====== TEXT PROVIDED

How to cite this paper
La Fontaine, Robin, and John Francis. “The Impossible Task of Comparing CALS Tables.” Presented at Balisage: The Markup Conference 2022, Washington, DC, August 1 - 5, 2022. In Proceedings of Balisage: The Markup Conference 2022. Balisage Series on Markup Technologies, vol. 27 (2022). https://doi.org/10.4242/BalisageVol27.LaFontaine01.
Balisage: The Markup Conference 2022
August 1 - 5, 2022
Balisage Paper: The Impossible Task of Comparing CALS Tables
Robin La Fontaine
Robin La Fontaine is the founder and CEO of DeltaXML. His background includes
computer aided design software, and he has been addressing the challenges and
opportunities associated with information change for many years. DeltaXML tools
are now providing critical comparison and merge support for corporate and
commercial publishing systems around the world, and are integrated into content
management, financial, and network management applications supplied by major
players. Robin studied Engineering Science at Worcester College, Oxford, and
Computer Science at the University of Hertford. He is a Chartered Engineer and
member of the Institution of Mechanical Engineers. He has three adult children,
four grandchildren, and never finds quite enough time for walking, gardening and
woodworking.
John Francis
After a brief career as an Archaeologist, John Francis has had a long career in
Computing working on many bleeding edge technologies from distributed multi-media
office systems to the first portable GUI frameworks and one of the first
UK internet shops. At DeltaXML, John is the lead R&D developer responsible for
many of our new comparison algorithms. John’s ambition is to return to digging
sometime when he can afford it.

============

**GIVEN TASK 1:** Reproduce the listing below verbatim, starting with the line that contains "Place one point per instance of the mask" and continuing through the final line of the listing.

====== MATERIAL

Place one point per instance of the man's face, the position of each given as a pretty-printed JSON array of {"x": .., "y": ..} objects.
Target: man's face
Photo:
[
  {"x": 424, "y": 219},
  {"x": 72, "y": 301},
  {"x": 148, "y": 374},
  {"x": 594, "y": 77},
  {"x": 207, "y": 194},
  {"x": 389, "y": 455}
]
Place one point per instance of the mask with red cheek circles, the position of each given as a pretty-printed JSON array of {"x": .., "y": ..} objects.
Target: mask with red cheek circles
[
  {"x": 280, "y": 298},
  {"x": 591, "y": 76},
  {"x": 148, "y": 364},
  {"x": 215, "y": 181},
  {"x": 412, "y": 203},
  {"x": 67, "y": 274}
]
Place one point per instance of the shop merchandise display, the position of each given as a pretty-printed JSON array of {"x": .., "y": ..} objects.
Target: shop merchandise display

============

**GIVEN TASK 2:** According to the Balisage paper page, where did Robin La Fontaine study Engineering Science?

**TASK RESULT 1:**
Place one point per instance of the mask with red cheek circles, the position of each given as a pretty-printed JSON array of {"x": .., "y": ..} objects.
Target: mask with red cheek circles
[
  {"x": 280, "y": 298},
  {"x": 591, "y": 76},
  {"x": 148, "y": 364},
  {"x": 215, "y": 181},
  {"x": 412, "y": 203},
  {"x": 67, "y": 274}
]
Place one point per instance of the shop merchandise display, the position of each given as a pretty-printed JSON array of {"x": .., "y": ..} objects.
Target: shop merchandise display

**TASK RESULT 2:** At Worcester College, Oxford.